● Records excerpted from a collection:

>>>>

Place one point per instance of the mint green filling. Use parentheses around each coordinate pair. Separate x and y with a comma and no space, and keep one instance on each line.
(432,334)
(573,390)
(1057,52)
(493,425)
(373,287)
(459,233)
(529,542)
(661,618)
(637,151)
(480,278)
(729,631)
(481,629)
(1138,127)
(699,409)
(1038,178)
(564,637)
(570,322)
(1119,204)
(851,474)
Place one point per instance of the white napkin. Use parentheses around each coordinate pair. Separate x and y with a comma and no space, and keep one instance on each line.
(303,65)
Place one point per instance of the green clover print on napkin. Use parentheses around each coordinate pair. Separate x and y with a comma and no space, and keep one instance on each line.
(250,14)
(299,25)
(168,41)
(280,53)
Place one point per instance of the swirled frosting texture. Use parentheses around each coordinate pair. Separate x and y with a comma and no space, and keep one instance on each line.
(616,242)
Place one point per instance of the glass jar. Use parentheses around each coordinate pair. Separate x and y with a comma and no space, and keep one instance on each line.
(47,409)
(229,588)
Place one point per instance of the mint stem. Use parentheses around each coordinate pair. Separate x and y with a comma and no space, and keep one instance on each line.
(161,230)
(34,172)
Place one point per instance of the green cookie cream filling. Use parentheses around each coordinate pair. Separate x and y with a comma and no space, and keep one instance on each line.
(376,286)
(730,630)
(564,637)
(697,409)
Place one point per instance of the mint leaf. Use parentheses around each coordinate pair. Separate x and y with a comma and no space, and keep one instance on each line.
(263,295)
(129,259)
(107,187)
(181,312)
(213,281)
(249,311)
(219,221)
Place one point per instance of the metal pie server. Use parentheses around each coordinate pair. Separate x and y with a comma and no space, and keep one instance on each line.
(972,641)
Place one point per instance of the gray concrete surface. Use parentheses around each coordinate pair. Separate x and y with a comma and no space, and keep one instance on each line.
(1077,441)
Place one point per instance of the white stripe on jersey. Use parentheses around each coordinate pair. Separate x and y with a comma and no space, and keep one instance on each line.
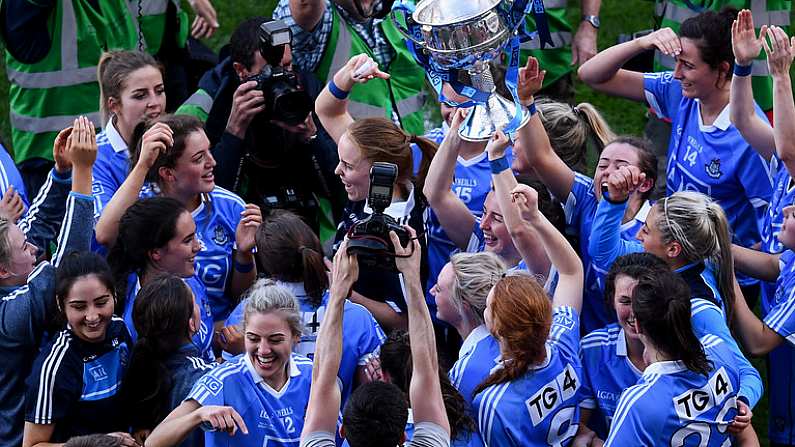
(628,399)
(65,229)
(49,371)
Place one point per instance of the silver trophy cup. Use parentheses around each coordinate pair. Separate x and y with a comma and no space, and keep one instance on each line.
(470,33)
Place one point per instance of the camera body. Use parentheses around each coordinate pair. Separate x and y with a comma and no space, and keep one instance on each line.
(369,239)
(285,97)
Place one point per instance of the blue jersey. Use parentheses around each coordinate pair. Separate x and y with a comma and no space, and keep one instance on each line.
(203,339)
(362,336)
(110,169)
(783,195)
(10,176)
(274,418)
(671,404)
(707,313)
(607,372)
(580,209)
(712,159)
(540,408)
(75,385)
(781,370)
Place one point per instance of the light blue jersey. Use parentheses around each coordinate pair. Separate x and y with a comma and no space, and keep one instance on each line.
(274,418)
(580,209)
(781,370)
(673,406)
(783,195)
(362,336)
(203,339)
(707,312)
(713,159)
(10,176)
(540,408)
(607,372)
(110,169)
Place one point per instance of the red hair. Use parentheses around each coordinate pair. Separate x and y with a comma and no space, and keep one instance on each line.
(521,315)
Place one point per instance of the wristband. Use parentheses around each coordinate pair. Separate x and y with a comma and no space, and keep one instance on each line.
(499,164)
(336,91)
(531,109)
(742,70)
(243,268)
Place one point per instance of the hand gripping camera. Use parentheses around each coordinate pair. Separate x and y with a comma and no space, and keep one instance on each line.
(369,239)
(285,98)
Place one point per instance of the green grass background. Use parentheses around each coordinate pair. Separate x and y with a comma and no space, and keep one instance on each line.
(625,117)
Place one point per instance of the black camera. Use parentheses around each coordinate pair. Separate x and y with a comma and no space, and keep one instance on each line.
(285,97)
(369,239)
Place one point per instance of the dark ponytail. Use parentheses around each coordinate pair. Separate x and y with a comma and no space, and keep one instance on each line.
(162,311)
(288,250)
(146,225)
(661,304)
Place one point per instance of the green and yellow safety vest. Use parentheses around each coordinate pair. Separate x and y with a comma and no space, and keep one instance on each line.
(376,98)
(555,59)
(46,96)
(151,23)
(671,14)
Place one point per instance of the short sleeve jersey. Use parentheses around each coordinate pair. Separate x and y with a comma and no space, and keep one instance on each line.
(607,372)
(712,159)
(783,195)
(478,356)
(580,209)
(540,408)
(274,418)
(74,384)
(671,403)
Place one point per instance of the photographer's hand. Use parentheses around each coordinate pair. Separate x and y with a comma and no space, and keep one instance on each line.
(247,102)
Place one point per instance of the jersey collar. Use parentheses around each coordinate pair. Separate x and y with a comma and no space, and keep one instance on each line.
(474,337)
(722,122)
(115,139)
(667,367)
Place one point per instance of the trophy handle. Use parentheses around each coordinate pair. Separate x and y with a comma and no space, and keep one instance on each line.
(400,10)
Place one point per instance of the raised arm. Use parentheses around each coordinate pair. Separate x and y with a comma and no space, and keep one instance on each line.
(746,47)
(569,289)
(156,140)
(533,141)
(331,105)
(523,235)
(425,391)
(780,53)
(453,214)
(324,397)
(603,72)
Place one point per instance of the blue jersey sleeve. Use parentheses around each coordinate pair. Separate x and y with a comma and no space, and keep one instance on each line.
(606,244)
(708,319)
(43,219)
(564,333)
(663,93)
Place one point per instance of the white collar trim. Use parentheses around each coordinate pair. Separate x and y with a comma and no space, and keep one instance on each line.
(114,137)
(722,122)
(474,337)
(667,367)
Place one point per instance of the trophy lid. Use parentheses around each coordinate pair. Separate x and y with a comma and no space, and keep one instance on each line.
(445,12)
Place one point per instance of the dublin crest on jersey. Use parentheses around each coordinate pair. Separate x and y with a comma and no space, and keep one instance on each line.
(219,235)
(713,168)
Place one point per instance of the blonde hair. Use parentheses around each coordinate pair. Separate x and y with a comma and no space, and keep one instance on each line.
(266,297)
(569,129)
(474,275)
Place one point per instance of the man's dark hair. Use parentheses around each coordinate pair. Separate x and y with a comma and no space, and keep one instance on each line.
(245,41)
(375,415)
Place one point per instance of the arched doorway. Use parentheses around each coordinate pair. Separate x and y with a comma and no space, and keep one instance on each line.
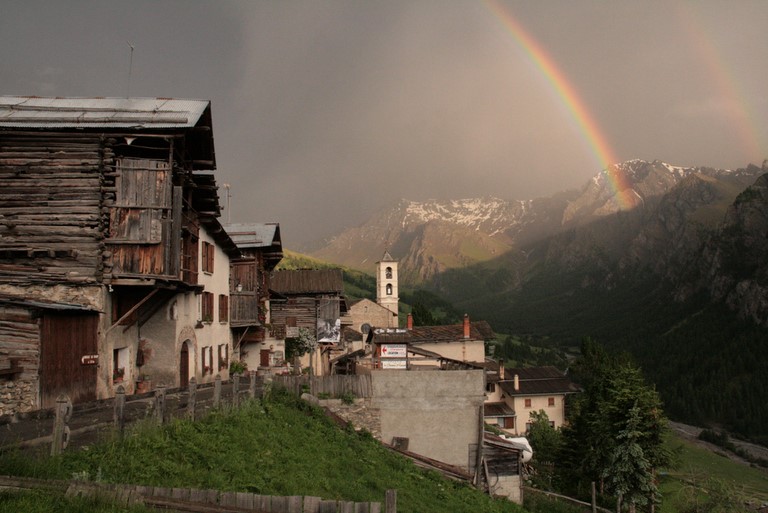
(184,365)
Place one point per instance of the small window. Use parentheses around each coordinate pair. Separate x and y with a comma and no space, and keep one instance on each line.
(206,308)
(207,360)
(223,308)
(208,251)
(223,357)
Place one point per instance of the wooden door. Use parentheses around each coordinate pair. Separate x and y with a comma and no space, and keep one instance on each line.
(184,365)
(64,340)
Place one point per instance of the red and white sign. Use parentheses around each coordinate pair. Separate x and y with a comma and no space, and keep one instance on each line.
(89,359)
(394,350)
(394,364)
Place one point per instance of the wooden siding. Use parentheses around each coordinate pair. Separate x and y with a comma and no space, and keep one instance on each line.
(141,218)
(64,340)
(52,188)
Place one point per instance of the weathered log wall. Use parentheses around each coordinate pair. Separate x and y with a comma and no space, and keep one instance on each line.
(53,189)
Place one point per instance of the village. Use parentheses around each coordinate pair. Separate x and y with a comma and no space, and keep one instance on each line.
(117,273)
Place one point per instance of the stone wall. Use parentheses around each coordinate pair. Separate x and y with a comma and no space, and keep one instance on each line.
(17,396)
(439,412)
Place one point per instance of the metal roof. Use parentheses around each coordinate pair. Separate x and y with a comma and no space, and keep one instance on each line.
(253,235)
(49,112)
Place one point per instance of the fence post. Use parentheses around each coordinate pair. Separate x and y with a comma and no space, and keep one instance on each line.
(191,403)
(118,416)
(60,428)
(252,385)
(390,501)
(217,391)
(235,389)
(160,404)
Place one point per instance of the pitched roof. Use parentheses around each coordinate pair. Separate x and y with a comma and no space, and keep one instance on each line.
(264,237)
(537,381)
(50,112)
(478,330)
(254,235)
(307,281)
(497,410)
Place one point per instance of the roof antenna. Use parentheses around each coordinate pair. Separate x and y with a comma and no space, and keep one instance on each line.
(130,69)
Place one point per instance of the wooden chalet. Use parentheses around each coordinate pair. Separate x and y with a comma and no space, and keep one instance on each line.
(259,343)
(112,259)
(311,299)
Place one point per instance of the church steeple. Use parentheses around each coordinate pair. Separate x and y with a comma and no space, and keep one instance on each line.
(386,284)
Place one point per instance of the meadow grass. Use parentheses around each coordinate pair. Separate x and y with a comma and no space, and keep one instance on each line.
(282,446)
(697,465)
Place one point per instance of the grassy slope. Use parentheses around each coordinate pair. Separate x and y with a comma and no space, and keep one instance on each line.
(279,447)
(697,464)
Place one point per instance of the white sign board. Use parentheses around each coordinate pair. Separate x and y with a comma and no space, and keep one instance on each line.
(393,364)
(394,350)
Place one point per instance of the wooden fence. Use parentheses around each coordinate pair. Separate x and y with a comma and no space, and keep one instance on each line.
(199,501)
(334,386)
(80,424)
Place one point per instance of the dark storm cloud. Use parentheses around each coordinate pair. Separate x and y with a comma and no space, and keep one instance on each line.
(325,111)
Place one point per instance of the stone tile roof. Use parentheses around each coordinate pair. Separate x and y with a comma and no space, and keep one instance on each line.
(537,381)
(307,281)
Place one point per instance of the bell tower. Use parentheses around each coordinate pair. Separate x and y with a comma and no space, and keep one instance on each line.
(386,284)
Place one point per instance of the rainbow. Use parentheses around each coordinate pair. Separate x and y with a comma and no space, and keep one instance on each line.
(586,123)
(723,78)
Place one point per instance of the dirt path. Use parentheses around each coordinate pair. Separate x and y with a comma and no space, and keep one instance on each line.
(691,433)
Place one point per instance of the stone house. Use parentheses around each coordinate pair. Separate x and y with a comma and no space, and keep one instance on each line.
(114,269)
(512,394)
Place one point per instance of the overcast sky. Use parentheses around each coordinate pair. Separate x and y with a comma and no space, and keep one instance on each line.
(325,111)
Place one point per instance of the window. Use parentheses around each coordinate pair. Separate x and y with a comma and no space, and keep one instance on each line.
(223,308)
(208,251)
(223,357)
(206,307)
(207,360)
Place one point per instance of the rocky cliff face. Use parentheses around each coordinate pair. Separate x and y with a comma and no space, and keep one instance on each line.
(733,265)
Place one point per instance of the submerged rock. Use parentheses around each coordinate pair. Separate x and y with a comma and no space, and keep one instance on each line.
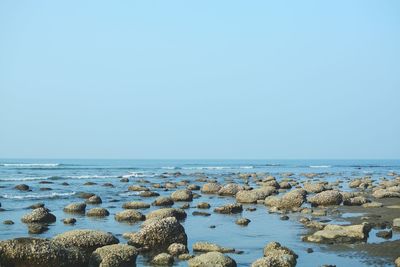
(229,208)
(326,198)
(129,216)
(75,208)
(37,252)
(116,255)
(251,196)
(40,215)
(88,240)
(208,247)
(98,212)
(179,214)
(212,259)
(176,249)
(210,188)
(163,259)
(340,234)
(276,255)
(159,234)
(182,195)
(135,205)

<<<<

● PROBLEM TO WORK ON: Every line from the one containing "Place one point per instance of the dark storm" through the last line of the data is to be retyped exactly, with nothing added and no pictures included.

● RESULT OF THE EXERCISE:
Place one point per instance of the dark storm cloud. Use parentheses around each coordinate pair. Separate x and y with a comma and no space, and keep one instance on each line.
(325,111)
Place one point per instance of the stone tile roof. Use parentheses around each coordinate pair. Separate x and y with a comma and no space, and keep one instance on each line.
(537,381)
(307,281)
Place one point per instance of the bell tower. Use parentheses around each coordinate pair. Separate x and y with a comma and no space, and keep one instance on each line.
(386,284)
Place one point per instance of the rainbow. Use parentheses around each coordinate pair. Separate x and y with a comma and no space, and keep one instance on each line.
(586,123)
(723,78)
Place one point per instance of the dirt path. Use parentheses around each coordinate pair. Separate x and y with a comma and no space, and keep one instance on each line.
(691,433)
Place one point per instance of the stone house. Use parentheses around each coordinate pair. Separate x and y with a comma and no space, and keep one instance on each line.
(114,269)
(512,394)
Place one point per instance of the overcast sky. Use parentheses around each coordinate pair. Separate x and y with a comma and no space, and keep one instance on each line.
(325,111)
Place one point per instance of the window. Use parentheses around each coordinate pair. Separate x and y with a comma and no space, and keep one instance on each line.
(223,308)
(208,251)
(223,357)
(206,307)
(207,360)
Place one point per instance of the rocky cliff face. Use parentheses around each coordinate pair. Separate x and y with a comma and no space, and keep one instance on each line.
(733,265)
Place one point per instance of the submerged rock. Use parentheses around each coordinate pair. Separate x and y with a comma and no space, and keep one instance on each line.
(229,208)
(326,198)
(129,216)
(75,208)
(37,252)
(116,255)
(251,196)
(40,215)
(88,240)
(208,247)
(98,212)
(179,214)
(212,259)
(176,249)
(210,188)
(163,259)
(340,234)
(276,255)
(159,234)
(182,195)
(135,205)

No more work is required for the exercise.